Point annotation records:
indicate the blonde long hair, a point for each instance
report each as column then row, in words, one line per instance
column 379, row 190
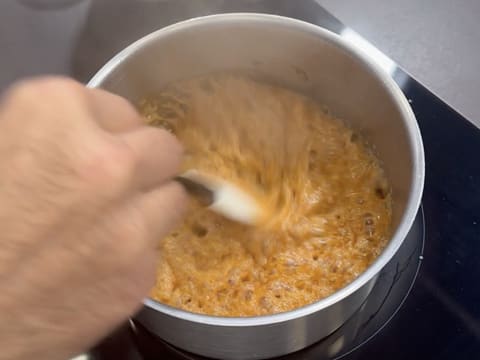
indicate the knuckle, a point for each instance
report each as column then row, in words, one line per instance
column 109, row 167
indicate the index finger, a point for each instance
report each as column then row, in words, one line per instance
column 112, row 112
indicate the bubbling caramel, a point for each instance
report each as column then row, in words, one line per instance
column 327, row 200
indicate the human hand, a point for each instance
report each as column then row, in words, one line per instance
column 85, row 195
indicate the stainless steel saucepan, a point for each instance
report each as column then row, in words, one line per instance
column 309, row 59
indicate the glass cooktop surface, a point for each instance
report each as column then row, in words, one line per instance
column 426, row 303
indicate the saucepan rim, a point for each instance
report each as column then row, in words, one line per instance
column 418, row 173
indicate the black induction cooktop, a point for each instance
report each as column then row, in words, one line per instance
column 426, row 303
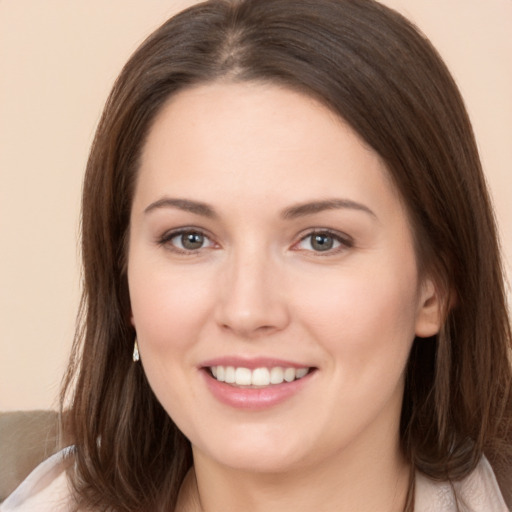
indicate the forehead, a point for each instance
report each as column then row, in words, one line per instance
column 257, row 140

-- The request --
Can you print every line of the material above unchanged, leaving out the pictures?

-- Exercise response --
indicate the blonde long hair, a point for each instance
report each as column then row, in words, one line per instance
column 379, row 190
indicate the knuckle, a point for each instance
report each as column then row, in words, one line per instance
column 109, row 167
indicate the index finger, a point for each instance
report each as column then row, in words, one line per instance
column 112, row 112
indicate the bubbling caramel, a point for each instance
report each as column then row, in words, one line per instance
column 327, row 200
indicate the human hand, a point for each instance
report each as column then row, in words, one line per instance
column 85, row 195
indicate the stainless steel saucepan, a point for each instance
report each as column then row, in words, one line per instance
column 309, row 59
indicate the glass cooktop surface, a point for each instance
report each as column then row, in words, one line per instance
column 426, row 303
indicate the saucepan rim, a point for each instance
report each as column then row, in words, one line per instance
column 418, row 173
indicate the black induction cooktop, a point for each instance
report each as column then row, in words, one line per instance
column 426, row 303
indicate the forehead, a point for each instance
report each as column then row, in words, one line per instance
column 257, row 140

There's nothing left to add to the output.